DOCUMENT SECTION -
* BEGIN *

Deep down, I always knew this. Because before I ever started working in the media, I had worked as a teacher and I absolutely loved it. But in my immaturity, I considered it too “unglamorous” to pursue as a career.

My punishment for ignoring my purpose? Years of fighting bitches and crying on the toilet. Since finally embracing my real purpose, my oh-so-difficult attitude has been sitting back, smiling, and peacefully nodding at the choices I’ve made.

So if you too find yourself doing a good old ugly cry over a missed opportunity, a broken relationship, a failing career – just know that this is simply a sign that you need a change, and deep inside you probably know what that is. Time to roll up your sleeves and do it!

I’d offer my mother’s in-your-face counselling services to get you through it, but seeing as the phrase “I’m your mother” is her only credential, it might not work for you.

Surviving Christmas Parties

Dearest Reader,

‘Tis the season and office Christmas parties have been announced. It is arguably one of the most important events in an employee’s corporate year, and a great opportunity to get to know your co-workers on a more personal level.

Alas, Christmas parties are also the perfect venue for you to make a huge idiot out of yourself in front of everyone you work with, which will taint your reputation for the year to come. But do not worry, dearest reader, as a seasoned Christmas-party-goer, I can share some helpful tips with you.

* END *

EXTRACTED INFORMATION -
* BEGIN *

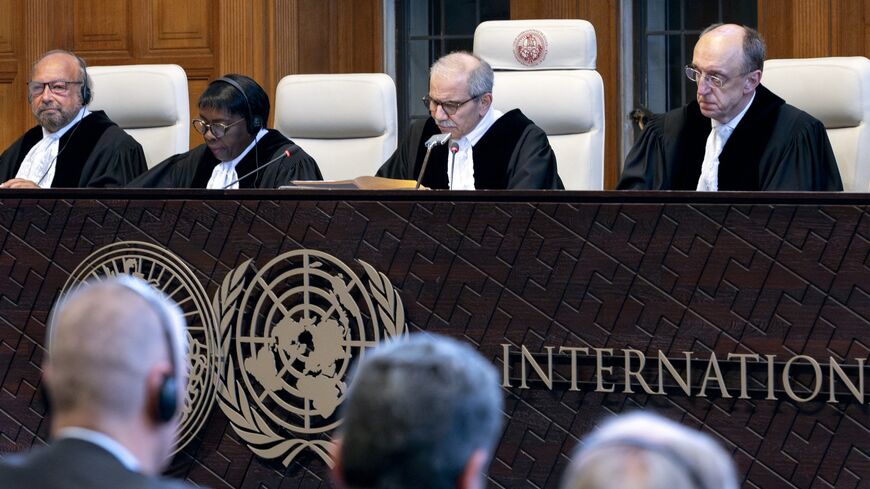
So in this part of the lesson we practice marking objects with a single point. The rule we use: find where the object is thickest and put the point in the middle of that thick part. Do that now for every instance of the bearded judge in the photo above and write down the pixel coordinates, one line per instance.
(737, 134)
(71, 146)
(239, 151)
(495, 150)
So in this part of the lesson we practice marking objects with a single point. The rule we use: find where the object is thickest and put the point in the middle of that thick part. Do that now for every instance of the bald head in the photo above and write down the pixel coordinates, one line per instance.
(105, 337)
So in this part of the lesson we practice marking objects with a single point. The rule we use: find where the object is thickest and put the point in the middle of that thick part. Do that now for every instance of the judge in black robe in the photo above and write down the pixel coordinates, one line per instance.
(513, 154)
(775, 147)
(93, 153)
(235, 107)
(193, 169)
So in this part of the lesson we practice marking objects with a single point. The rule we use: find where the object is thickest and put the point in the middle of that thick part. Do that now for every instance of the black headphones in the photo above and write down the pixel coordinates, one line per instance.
(166, 405)
(253, 123)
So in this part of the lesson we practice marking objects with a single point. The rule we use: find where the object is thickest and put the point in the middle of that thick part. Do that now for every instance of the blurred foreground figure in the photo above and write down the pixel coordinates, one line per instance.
(425, 413)
(115, 375)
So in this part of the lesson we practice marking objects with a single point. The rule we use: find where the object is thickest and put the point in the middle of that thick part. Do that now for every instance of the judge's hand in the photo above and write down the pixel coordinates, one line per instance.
(19, 183)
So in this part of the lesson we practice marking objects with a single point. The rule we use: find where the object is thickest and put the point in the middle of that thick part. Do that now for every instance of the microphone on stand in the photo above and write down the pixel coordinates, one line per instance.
(435, 140)
(285, 154)
(454, 148)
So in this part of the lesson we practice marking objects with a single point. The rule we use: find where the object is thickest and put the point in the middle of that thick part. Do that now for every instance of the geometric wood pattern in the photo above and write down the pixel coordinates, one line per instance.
(769, 274)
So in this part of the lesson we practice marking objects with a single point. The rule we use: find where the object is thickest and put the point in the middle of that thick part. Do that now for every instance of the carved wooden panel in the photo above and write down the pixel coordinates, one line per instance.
(102, 26)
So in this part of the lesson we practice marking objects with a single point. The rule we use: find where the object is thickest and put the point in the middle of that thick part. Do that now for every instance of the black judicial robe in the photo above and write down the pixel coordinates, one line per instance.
(513, 154)
(774, 147)
(93, 153)
(194, 168)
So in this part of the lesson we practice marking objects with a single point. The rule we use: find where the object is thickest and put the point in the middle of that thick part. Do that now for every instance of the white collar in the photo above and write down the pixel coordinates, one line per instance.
(235, 161)
(83, 112)
(103, 441)
(736, 119)
(480, 129)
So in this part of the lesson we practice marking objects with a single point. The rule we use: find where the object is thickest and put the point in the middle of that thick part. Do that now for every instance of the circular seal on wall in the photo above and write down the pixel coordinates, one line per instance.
(290, 332)
(530, 47)
(168, 273)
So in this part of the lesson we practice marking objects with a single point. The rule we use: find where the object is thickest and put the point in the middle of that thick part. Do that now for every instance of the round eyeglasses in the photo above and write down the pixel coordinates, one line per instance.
(217, 129)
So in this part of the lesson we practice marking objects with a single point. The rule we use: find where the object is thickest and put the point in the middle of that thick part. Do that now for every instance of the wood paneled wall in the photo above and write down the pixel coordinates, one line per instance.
(267, 39)
(264, 39)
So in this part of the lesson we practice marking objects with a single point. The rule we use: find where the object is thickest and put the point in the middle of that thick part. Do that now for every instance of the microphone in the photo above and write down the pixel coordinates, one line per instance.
(285, 154)
(454, 148)
(435, 140)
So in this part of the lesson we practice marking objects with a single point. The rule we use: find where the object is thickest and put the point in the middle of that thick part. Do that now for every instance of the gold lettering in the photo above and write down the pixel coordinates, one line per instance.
(786, 378)
(858, 392)
(744, 392)
(629, 352)
(600, 369)
(573, 351)
(528, 358)
(505, 365)
(714, 366)
(684, 384)
(770, 377)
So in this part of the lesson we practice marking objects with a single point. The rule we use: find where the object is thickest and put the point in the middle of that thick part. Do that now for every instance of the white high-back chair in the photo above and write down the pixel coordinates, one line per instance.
(150, 102)
(546, 68)
(837, 92)
(346, 122)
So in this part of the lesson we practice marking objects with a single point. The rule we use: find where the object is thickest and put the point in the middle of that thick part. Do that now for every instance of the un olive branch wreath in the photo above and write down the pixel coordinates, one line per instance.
(249, 424)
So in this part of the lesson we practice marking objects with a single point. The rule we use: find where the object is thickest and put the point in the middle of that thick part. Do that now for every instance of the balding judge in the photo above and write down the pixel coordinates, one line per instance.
(71, 146)
(493, 150)
(737, 134)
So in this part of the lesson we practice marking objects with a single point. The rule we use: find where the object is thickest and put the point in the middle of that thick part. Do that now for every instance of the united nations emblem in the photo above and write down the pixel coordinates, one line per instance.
(530, 47)
(289, 333)
(167, 272)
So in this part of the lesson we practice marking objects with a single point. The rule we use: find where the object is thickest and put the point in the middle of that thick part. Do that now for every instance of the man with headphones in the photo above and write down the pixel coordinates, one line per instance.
(239, 151)
(71, 146)
(115, 374)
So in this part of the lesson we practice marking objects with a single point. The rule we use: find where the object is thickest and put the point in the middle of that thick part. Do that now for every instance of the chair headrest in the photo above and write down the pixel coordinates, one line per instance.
(140, 96)
(536, 44)
(335, 106)
(834, 90)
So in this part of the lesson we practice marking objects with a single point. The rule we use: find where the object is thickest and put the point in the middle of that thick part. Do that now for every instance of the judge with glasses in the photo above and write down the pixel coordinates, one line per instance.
(737, 134)
(239, 151)
(481, 148)
(71, 146)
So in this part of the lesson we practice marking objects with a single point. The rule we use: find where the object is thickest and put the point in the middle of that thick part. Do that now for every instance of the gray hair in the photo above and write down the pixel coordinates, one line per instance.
(754, 48)
(103, 338)
(644, 451)
(416, 412)
(480, 75)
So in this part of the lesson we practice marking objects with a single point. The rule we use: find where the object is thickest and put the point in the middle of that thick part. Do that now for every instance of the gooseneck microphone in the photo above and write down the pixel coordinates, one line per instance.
(454, 148)
(285, 154)
(435, 140)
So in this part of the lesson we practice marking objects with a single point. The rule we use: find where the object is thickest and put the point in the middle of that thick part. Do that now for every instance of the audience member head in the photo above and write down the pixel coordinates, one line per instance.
(727, 64)
(58, 88)
(425, 413)
(116, 365)
(460, 92)
(644, 451)
(232, 110)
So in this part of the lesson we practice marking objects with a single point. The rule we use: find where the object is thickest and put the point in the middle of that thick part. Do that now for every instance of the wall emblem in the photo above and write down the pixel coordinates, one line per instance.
(167, 272)
(530, 47)
(289, 333)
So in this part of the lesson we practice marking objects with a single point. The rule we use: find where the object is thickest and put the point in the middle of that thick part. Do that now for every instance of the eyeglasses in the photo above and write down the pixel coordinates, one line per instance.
(717, 81)
(449, 108)
(57, 87)
(217, 129)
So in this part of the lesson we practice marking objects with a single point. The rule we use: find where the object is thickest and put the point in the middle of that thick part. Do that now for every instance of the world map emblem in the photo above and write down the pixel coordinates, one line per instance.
(289, 333)
(168, 273)
(530, 47)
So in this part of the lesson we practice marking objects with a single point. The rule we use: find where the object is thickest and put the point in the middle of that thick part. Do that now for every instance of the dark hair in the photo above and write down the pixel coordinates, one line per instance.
(754, 48)
(224, 96)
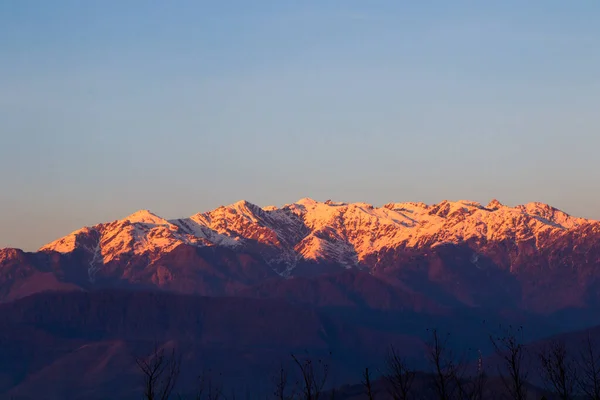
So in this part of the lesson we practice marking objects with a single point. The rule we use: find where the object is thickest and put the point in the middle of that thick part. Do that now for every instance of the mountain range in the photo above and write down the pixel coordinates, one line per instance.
(357, 276)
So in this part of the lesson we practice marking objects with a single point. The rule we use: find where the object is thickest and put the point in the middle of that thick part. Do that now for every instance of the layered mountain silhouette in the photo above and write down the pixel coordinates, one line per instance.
(451, 252)
(251, 284)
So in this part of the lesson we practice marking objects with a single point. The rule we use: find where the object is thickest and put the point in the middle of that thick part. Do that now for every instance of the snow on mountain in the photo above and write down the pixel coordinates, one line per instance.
(342, 233)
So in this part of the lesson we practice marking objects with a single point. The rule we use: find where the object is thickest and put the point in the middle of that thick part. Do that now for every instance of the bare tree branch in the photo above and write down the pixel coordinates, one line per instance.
(160, 373)
(558, 370)
(512, 352)
(367, 384)
(588, 376)
(398, 376)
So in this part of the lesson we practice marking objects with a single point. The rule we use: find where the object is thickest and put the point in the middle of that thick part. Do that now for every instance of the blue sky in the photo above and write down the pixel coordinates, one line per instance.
(107, 107)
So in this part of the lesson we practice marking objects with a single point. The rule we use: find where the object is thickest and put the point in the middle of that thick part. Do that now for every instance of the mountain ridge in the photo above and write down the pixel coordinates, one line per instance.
(452, 251)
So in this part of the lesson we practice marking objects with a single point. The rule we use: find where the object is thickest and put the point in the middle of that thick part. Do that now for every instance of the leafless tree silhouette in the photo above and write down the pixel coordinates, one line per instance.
(558, 370)
(208, 389)
(367, 384)
(398, 375)
(445, 368)
(510, 349)
(160, 373)
(282, 390)
(313, 375)
(588, 369)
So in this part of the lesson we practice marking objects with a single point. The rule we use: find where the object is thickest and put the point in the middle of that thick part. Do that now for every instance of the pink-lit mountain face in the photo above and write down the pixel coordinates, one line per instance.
(452, 252)
(345, 278)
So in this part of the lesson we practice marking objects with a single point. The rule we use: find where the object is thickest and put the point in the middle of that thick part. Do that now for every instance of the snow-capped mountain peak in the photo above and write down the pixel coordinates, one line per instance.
(341, 233)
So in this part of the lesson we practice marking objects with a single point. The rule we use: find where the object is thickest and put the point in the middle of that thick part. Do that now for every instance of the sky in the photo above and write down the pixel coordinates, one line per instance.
(107, 107)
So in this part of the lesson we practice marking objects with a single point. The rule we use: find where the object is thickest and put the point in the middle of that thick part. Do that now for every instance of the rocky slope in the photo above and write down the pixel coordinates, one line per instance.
(450, 252)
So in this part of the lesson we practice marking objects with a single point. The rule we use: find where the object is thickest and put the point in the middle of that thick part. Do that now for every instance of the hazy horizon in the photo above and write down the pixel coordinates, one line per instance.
(108, 108)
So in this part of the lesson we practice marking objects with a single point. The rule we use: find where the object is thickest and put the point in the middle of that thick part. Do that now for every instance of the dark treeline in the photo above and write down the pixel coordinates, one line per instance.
(550, 370)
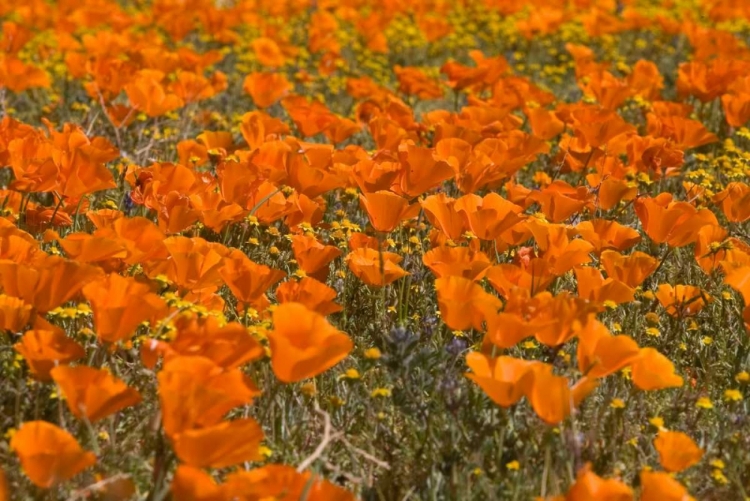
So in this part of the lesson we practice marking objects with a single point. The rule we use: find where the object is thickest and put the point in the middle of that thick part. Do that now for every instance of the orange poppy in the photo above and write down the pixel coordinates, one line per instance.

* END *

AIM -
Reproduce the passage from "Deep down, I" up to and including "as a career.", word for word.

TASK SOLUTION -
Deep down, I always knew this. Because before I ever started working in the media, I had worked as a teacher and I absolutely loved it. But in my immaturity, I considered it too “unglamorous” to pursue as a career.